**TASK TO CARRY OUT**
Each line of the records below that holds "blue" should be copied out.

--------------------------------------------------

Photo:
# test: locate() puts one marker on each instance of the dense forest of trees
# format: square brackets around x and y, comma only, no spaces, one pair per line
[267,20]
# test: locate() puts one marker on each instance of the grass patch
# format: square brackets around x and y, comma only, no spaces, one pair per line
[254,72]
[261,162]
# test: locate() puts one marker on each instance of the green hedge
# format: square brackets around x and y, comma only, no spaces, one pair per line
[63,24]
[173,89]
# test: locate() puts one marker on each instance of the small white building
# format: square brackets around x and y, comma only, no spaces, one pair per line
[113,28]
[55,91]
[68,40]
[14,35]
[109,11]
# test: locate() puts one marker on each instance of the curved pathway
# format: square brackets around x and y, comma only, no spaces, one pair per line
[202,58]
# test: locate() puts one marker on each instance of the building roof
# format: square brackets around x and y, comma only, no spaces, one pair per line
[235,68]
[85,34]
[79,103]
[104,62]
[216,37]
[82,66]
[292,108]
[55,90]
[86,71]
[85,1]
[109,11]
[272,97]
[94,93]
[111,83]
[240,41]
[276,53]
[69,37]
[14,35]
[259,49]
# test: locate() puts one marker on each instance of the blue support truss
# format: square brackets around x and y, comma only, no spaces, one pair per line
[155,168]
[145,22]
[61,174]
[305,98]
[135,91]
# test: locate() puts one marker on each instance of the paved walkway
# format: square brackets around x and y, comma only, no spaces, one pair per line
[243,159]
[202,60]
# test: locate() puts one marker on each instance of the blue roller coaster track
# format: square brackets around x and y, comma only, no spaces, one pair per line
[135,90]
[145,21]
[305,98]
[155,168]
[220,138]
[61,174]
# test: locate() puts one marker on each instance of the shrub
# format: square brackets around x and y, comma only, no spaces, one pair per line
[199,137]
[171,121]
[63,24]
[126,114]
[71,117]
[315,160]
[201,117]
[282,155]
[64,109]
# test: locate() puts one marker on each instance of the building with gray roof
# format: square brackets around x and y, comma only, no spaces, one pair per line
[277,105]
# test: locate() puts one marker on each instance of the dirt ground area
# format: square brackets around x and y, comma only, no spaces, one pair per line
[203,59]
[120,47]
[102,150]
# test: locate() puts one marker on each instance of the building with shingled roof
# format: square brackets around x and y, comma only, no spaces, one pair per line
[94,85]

--------------------------------------------------

**SOLUTION TO THE EXERCISE**
# test: locate() puts one marker on each instance of the blue support truss
# test: locate() puts one marker on each instance of the blue roller coaster track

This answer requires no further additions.